Records:
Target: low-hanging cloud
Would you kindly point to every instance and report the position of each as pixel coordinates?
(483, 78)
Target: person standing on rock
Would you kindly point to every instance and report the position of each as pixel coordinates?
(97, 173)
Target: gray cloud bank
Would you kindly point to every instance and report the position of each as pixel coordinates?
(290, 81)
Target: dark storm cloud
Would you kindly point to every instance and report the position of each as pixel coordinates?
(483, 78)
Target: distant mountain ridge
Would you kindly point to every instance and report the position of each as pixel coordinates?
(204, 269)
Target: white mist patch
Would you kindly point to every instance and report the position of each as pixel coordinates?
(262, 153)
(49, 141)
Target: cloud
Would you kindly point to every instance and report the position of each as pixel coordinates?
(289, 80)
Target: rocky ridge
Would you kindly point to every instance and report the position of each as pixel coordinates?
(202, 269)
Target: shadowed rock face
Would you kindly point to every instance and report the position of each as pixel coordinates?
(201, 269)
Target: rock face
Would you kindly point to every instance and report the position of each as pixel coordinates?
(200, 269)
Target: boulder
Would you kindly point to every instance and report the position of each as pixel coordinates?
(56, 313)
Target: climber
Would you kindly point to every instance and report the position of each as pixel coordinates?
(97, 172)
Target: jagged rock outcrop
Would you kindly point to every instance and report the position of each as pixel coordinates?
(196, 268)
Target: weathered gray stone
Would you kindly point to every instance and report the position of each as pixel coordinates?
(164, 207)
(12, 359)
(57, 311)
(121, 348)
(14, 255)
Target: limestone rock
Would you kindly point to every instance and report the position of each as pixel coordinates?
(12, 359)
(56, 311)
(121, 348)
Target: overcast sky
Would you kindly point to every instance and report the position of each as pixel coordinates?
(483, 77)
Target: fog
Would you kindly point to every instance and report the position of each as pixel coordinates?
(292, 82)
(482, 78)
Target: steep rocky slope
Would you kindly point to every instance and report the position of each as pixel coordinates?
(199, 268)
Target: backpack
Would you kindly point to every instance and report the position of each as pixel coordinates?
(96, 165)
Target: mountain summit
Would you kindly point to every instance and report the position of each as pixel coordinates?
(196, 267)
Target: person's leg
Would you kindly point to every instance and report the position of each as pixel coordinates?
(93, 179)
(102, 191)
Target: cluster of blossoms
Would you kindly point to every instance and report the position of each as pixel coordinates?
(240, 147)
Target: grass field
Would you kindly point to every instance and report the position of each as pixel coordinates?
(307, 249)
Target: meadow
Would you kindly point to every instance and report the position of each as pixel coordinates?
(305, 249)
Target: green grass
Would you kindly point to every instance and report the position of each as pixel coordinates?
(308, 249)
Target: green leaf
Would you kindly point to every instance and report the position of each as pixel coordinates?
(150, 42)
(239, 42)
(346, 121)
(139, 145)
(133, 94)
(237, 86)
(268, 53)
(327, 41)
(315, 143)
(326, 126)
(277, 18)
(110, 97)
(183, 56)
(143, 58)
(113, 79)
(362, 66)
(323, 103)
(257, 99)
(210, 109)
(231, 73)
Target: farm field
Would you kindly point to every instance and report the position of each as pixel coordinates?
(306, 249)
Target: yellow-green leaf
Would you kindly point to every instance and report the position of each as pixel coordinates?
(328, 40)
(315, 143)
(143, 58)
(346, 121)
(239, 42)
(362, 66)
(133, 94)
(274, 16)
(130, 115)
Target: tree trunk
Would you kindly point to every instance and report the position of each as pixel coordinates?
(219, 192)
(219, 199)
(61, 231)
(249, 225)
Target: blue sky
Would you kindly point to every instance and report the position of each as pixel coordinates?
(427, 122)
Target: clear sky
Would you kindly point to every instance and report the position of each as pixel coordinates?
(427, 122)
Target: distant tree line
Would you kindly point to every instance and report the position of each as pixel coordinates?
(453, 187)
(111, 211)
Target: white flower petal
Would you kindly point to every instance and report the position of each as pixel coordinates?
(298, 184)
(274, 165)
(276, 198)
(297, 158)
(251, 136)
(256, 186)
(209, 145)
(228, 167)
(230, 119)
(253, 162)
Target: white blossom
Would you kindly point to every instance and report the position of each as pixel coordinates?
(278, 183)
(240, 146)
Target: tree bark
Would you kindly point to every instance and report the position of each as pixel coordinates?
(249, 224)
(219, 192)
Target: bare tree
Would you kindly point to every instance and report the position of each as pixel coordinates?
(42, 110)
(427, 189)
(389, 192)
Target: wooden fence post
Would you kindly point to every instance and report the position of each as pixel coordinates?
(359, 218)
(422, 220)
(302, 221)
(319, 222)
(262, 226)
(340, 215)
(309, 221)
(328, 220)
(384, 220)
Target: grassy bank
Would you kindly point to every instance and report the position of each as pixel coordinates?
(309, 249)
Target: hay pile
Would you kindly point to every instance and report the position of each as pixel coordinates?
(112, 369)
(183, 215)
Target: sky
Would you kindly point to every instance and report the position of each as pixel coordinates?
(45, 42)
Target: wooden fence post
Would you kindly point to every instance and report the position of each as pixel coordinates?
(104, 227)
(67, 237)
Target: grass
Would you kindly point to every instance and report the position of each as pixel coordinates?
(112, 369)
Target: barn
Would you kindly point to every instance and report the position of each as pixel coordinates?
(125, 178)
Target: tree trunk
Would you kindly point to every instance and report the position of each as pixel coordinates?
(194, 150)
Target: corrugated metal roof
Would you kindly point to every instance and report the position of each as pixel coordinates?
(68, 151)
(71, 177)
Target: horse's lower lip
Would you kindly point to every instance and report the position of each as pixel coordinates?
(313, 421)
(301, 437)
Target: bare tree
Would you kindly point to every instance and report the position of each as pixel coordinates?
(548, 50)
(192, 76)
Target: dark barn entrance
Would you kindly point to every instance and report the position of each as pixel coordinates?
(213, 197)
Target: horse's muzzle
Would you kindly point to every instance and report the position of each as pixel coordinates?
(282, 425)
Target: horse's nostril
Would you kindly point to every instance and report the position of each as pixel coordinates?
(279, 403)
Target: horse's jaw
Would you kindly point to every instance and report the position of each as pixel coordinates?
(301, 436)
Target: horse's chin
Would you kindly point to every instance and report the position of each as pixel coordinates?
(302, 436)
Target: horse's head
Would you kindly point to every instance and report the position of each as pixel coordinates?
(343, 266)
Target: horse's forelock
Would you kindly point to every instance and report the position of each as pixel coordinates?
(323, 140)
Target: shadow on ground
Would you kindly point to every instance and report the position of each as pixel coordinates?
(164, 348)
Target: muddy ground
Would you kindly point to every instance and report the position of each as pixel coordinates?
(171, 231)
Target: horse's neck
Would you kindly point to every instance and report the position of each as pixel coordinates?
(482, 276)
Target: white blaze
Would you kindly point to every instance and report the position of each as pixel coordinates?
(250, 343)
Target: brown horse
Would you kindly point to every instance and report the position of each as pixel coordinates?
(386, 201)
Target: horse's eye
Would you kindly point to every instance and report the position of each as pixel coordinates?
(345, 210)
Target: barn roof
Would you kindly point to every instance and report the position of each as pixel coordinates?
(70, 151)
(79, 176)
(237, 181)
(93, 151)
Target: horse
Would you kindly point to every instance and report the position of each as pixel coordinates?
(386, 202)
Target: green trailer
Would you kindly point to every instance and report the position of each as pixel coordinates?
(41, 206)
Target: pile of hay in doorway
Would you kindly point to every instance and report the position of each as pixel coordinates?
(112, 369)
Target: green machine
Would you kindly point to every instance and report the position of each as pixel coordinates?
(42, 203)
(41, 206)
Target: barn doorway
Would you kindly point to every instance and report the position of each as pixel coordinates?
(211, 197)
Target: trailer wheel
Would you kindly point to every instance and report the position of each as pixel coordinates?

*What you are asked to do*. Rewrite the listing as a Markdown table, starting at the line that contains "Target: trailer wheel" and ending at the last line of the listing. Use the columns Row and Line, give each row a number, and omit blank lines.

*Exercise result*.
| Row | Line |
|---|---|
| 1 | Target: trailer wheel |
| 2 | Would you kindly point to every instance and report the position of each as pixel coordinates? |